* **Problem details**:
Only the lines from the one containing "Where can the front wheel" through the end of the listing below are to be reproduced, exactly as they stand.

--

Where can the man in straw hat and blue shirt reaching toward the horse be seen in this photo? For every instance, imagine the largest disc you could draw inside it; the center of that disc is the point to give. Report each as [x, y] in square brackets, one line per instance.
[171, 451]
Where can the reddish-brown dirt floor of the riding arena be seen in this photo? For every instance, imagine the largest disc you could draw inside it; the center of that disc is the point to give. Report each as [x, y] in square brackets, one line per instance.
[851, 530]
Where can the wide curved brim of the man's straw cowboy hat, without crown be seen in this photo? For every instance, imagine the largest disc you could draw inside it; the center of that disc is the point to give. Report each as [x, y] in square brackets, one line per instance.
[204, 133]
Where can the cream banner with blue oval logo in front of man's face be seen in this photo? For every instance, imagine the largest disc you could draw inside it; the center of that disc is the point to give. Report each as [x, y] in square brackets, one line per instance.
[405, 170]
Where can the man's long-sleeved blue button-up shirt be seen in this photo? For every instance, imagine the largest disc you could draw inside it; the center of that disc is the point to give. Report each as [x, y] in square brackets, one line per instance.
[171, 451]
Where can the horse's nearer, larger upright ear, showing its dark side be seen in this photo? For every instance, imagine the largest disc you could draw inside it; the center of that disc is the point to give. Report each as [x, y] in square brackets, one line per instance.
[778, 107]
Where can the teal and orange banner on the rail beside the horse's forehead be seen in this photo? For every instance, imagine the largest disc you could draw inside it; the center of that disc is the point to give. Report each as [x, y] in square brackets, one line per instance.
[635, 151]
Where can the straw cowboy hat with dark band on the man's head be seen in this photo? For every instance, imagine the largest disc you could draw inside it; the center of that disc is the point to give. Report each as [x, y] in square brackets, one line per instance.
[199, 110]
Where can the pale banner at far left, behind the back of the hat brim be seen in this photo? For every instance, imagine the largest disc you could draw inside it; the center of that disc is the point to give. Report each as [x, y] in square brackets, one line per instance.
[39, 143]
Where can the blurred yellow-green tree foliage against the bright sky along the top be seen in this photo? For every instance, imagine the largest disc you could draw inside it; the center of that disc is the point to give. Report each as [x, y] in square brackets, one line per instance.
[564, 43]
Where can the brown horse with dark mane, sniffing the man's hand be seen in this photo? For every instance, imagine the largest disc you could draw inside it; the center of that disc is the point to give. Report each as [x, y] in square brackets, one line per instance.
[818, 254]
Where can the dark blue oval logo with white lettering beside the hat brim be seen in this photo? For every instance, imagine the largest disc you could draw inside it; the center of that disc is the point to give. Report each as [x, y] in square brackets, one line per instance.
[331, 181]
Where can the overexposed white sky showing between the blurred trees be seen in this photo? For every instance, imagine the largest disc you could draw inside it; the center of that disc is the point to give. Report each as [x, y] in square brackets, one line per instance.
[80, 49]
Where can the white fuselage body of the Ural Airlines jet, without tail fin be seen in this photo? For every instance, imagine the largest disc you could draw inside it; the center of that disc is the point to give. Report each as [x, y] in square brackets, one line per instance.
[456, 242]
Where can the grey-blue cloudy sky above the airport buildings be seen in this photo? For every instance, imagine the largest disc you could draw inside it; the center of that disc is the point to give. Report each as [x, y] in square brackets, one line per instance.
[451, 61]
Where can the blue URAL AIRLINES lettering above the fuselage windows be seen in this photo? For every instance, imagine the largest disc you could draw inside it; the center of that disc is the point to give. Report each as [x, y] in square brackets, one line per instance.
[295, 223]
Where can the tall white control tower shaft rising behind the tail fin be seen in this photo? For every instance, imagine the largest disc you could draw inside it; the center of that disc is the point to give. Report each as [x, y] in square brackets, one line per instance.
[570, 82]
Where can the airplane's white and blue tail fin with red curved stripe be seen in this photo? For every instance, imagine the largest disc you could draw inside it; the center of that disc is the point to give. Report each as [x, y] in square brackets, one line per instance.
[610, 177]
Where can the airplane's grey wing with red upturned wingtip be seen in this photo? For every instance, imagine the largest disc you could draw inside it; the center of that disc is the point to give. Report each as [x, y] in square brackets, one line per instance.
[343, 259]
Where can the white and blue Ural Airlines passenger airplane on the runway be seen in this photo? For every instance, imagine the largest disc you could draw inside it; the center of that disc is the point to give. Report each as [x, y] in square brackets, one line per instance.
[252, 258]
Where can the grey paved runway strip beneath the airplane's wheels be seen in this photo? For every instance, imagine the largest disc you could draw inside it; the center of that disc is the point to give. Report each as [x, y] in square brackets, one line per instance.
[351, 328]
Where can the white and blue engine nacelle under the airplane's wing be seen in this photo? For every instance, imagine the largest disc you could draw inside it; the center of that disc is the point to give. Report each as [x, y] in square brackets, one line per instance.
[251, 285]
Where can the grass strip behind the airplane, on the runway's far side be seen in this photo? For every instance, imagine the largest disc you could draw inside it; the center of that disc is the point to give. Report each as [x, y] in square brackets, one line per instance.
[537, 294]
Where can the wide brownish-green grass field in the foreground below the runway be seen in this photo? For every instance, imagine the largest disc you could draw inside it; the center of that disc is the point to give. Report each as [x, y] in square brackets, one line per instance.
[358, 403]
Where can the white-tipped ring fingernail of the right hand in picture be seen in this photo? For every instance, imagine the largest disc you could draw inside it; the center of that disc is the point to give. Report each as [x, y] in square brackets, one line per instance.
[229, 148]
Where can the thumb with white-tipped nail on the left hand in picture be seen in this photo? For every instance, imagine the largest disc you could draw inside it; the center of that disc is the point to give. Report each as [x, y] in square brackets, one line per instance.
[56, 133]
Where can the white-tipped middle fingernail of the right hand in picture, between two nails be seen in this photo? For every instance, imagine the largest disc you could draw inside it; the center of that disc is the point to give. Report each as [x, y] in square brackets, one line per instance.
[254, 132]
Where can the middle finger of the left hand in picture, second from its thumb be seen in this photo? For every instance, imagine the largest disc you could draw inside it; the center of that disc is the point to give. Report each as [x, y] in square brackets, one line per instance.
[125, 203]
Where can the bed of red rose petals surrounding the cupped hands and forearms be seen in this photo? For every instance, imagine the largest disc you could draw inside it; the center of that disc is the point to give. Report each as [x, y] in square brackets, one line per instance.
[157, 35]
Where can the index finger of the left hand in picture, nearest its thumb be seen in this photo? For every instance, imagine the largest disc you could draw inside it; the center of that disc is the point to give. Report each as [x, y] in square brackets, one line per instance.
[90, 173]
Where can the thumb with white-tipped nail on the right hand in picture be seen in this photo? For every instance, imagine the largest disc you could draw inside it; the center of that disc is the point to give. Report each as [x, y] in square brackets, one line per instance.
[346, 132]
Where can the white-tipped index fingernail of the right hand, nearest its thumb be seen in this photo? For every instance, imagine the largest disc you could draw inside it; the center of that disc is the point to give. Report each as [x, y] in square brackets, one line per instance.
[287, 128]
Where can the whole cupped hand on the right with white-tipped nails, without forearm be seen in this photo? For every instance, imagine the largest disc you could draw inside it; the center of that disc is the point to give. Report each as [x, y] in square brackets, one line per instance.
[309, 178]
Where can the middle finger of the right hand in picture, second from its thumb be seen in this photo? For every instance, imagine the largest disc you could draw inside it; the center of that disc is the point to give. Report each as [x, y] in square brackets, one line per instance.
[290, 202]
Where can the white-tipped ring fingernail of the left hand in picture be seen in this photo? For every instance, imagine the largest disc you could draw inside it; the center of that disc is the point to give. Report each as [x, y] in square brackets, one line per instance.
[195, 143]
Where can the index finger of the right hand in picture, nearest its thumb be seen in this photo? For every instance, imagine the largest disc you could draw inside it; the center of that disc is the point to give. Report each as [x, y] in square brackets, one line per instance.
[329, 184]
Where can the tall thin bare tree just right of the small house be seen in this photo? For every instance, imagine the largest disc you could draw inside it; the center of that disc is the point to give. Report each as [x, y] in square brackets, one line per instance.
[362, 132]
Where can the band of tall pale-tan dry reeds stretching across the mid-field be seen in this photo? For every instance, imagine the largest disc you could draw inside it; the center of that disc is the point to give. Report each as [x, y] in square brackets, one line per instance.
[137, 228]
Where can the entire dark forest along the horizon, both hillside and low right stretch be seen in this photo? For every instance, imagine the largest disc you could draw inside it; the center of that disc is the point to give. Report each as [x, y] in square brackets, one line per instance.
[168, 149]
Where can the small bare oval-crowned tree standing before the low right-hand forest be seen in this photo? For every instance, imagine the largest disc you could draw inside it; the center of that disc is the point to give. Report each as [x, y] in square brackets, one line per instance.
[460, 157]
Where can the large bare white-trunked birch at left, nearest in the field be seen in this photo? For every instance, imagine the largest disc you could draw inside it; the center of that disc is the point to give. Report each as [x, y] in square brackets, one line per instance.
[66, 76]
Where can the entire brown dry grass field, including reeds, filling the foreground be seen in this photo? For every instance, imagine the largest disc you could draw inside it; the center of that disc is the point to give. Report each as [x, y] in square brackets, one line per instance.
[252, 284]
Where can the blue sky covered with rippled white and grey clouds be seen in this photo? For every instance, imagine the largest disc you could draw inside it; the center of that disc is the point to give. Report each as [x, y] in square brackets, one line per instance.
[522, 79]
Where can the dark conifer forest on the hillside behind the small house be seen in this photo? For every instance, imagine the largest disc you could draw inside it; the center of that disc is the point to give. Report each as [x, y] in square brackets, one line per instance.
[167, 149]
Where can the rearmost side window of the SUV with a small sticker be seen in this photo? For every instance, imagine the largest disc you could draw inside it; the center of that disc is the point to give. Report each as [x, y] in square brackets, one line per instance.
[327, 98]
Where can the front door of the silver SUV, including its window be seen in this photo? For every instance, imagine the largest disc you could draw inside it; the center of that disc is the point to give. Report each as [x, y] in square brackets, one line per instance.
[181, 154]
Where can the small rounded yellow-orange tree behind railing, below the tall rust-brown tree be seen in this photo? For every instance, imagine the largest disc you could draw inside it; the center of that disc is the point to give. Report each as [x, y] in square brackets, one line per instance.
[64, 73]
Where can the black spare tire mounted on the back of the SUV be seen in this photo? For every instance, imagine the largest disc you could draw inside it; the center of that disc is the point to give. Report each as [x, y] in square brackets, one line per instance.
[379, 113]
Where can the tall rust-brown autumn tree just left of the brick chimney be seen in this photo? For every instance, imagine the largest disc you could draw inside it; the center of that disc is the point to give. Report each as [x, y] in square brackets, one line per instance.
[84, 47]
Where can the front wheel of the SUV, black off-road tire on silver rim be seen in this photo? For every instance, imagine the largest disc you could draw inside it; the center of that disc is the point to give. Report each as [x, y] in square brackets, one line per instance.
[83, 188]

--

* **Answer box**:
Where can the front wheel of the SUV, black off-road tire on silver rim be seen in this photo? For every instance, imagine the largest disc you could draw inside it; the center of that disc is the point to give. Report each as [x, y] in square brackets, one line per instance.
[83, 188]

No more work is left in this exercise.